--- WHAT THE TASK REQUIRES ---
List every line in the items that contains the word "blue", treating uppercase and lowercase letters as different.

(A block of data)
☆ ☆ ☆ ☆ ☆

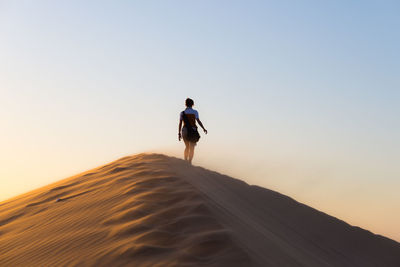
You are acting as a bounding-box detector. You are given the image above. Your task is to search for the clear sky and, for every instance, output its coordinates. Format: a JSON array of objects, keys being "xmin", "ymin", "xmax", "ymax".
[{"xmin": 0, "ymin": 0, "xmax": 400, "ymax": 241}]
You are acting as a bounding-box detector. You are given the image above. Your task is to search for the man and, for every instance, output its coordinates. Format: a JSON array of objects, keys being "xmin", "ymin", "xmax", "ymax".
[{"xmin": 178, "ymin": 98, "xmax": 207, "ymax": 164}]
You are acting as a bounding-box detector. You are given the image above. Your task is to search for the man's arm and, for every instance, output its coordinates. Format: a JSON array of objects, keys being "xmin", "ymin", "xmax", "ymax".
[{"xmin": 196, "ymin": 119, "xmax": 207, "ymax": 134}]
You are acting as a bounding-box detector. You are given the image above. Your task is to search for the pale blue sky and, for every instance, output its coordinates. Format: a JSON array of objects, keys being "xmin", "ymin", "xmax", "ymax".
[{"xmin": 0, "ymin": 0, "xmax": 400, "ymax": 240}]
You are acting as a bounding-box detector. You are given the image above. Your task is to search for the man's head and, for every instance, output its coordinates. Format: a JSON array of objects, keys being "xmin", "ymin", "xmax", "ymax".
[{"xmin": 185, "ymin": 98, "xmax": 194, "ymax": 108}]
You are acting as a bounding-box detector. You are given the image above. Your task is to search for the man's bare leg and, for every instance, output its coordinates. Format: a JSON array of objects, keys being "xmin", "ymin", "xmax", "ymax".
[
  {"xmin": 183, "ymin": 140, "xmax": 190, "ymax": 160},
  {"xmin": 189, "ymin": 142, "xmax": 196, "ymax": 164}
]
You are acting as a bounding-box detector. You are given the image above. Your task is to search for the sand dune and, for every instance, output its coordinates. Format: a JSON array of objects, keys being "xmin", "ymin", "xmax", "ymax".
[{"xmin": 0, "ymin": 154, "xmax": 400, "ymax": 267}]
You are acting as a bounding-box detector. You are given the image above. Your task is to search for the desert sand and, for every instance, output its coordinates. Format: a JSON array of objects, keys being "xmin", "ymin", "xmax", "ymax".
[{"xmin": 0, "ymin": 154, "xmax": 400, "ymax": 267}]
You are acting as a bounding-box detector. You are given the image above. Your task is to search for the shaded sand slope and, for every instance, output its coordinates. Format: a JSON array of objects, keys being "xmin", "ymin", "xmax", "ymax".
[{"xmin": 0, "ymin": 154, "xmax": 400, "ymax": 267}]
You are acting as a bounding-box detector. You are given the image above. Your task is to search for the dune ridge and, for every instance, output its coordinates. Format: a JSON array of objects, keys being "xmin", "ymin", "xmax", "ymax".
[{"xmin": 0, "ymin": 154, "xmax": 400, "ymax": 266}]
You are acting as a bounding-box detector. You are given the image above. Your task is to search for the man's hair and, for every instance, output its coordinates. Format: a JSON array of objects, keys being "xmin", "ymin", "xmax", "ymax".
[{"xmin": 185, "ymin": 98, "xmax": 194, "ymax": 108}]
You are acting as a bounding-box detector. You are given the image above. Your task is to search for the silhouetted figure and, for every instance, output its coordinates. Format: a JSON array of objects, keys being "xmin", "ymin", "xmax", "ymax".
[{"xmin": 178, "ymin": 98, "xmax": 207, "ymax": 164}]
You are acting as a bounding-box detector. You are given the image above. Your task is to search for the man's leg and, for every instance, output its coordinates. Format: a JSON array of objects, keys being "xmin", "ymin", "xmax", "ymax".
[
  {"xmin": 189, "ymin": 142, "xmax": 196, "ymax": 164},
  {"xmin": 183, "ymin": 139, "xmax": 190, "ymax": 160}
]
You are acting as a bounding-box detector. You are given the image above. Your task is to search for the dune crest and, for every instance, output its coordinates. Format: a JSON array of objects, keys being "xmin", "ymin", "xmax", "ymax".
[{"xmin": 0, "ymin": 154, "xmax": 400, "ymax": 266}]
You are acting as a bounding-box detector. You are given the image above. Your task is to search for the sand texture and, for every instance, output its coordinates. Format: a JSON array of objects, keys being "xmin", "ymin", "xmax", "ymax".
[{"xmin": 0, "ymin": 154, "xmax": 400, "ymax": 267}]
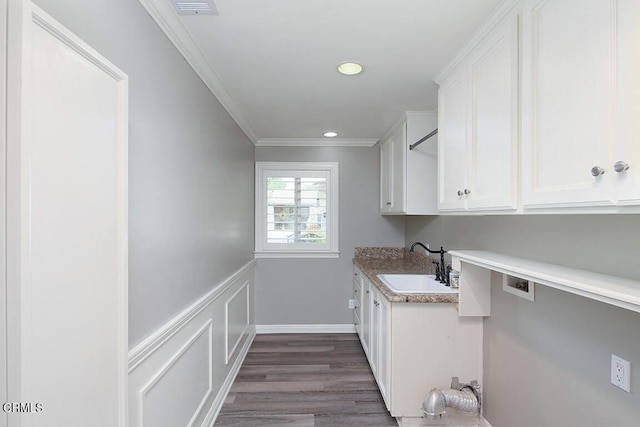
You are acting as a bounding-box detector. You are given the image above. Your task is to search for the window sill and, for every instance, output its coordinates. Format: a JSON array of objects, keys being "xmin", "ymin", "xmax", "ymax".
[{"xmin": 254, "ymin": 251, "xmax": 340, "ymax": 258}]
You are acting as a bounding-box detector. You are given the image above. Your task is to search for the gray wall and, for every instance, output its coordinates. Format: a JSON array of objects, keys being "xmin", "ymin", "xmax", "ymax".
[
  {"xmin": 256, "ymin": 146, "xmax": 405, "ymax": 325},
  {"xmin": 36, "ymin": 0, "xmax": 254, "ymax": 345},
  {"xmin": 406, "ymin": 215, "xmax": 640, "ymax": 427}
]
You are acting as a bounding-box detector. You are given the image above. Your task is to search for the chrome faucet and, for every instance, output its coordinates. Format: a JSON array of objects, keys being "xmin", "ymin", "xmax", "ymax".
[{"xmin": 409, "ymin": 242, "xmax": 451, "ymax": 286}]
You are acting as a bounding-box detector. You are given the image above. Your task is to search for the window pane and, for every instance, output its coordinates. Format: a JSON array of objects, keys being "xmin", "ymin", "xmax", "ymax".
[{"xmin": 267, "ymin": 177, "xmax": 327, "ymax": 244}]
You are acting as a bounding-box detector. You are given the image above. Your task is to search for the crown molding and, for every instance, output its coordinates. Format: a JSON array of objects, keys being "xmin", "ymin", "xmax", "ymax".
[
  {"xmin": 256, "ymin": 138, "xmax": 378, "ymax": 147},
  {"xmin": 138, "ymin": 0, "xmax": 258, "ymax": 144},
  {"xmin": 433, "ymin": 0, "xmax": 521, "ymax": 85}
]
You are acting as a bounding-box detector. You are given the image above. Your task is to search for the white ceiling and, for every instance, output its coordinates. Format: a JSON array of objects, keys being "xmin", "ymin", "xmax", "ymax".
[{"xmin": 141, "ymin": 0, "xmax": 501, "ymax": 142}]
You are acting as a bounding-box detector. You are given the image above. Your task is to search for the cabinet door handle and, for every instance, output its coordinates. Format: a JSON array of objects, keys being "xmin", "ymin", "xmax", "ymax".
[{"xmin": 613, "ymin": 160, "xmax": 629, "ymax": 173}]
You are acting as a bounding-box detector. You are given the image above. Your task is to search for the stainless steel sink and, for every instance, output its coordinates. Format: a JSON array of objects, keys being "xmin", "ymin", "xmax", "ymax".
[{"xmin": 378, "ymin": 274, "xmax": 458, "ymax": 294}]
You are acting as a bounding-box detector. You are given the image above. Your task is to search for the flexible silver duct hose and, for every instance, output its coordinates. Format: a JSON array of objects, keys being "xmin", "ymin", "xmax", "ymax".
[{"xmin": 422, "ymin": 378, "xmax": 480, "ymax": 416}]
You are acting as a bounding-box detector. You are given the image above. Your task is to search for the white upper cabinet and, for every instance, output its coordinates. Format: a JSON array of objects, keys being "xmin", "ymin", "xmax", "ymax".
[
  {"xmin": 380, "ymin": 111, "xmax": 437, "ymax": 215},
  {"xmin": 522, "ymin": 0, "xmax": 640, "ymax": 209},
  {"xmin": 608, "ymin": 0, "xmax": 640, "ymax": 205},
  {"xmin": 438, "ymin": 68, "xmax": 468, "ymax": 211},
  {"xmin": 438, "ymin": 8, "xmax": 518, "ymax": 211}
]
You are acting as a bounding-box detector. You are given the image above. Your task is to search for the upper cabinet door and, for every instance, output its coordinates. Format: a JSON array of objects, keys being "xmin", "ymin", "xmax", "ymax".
[
  {"xmin": 608, "ymin": 0, "xmax": 640, "ymax": 205},
  {"xmin": 522, "ymin": 0, "xmax": 616, "ymax": 208},
  {"xmin": 438, "ymin": 65, "xmax": 468, "ymax": 211},
  {"xmin": 390, "ymin": 122, "xmax": 407, "ymax": 213},
  {"xmin": 466, "ymin": 14, "xmax": 518, "ymax": 210}
]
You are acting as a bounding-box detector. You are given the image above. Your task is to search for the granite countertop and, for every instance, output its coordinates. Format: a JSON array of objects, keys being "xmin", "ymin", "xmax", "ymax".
[{"xmin": 353, "ymin": 248, "xmax": 458, "ymax": 303}]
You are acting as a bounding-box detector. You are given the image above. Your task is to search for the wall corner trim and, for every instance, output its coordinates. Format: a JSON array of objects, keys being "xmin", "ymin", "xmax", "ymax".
[
  {"xmin": 256, "ymin": 138, "xmax": 378, "ymax": 148},
  {"xmin": 129, "ymin": 259, "xmax": 256, "ymax": 373},
  {"xmin": 138, "ymin": 0, "xmax": 258, "ymax": 144},
  {"xmin": 256, "ymin": 323, "xmax": 356, "ymax": 334}
]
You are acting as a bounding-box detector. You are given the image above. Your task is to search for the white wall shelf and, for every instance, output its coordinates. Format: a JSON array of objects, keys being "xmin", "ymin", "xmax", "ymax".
[{"xmin": 449, "ymin": 251, "xmax": 640, "ymax": 316}]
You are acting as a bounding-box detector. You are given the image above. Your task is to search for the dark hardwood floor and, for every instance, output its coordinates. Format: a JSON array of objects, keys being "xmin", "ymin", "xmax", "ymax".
[{"xmin": 215, "ymin": 334, "xmax": 398, "ymax": 427}]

☆ ☆ ☆ ☆ ☆

--- THE SOLUTION ---
You are acting as a bounding-box detector. You are given the image above. Your task is to search for the pale blue sky and, for every instance, output its coordinates. Format: a JSON array of objects, keys being "xmin", "ymin", "xmax", "ymax".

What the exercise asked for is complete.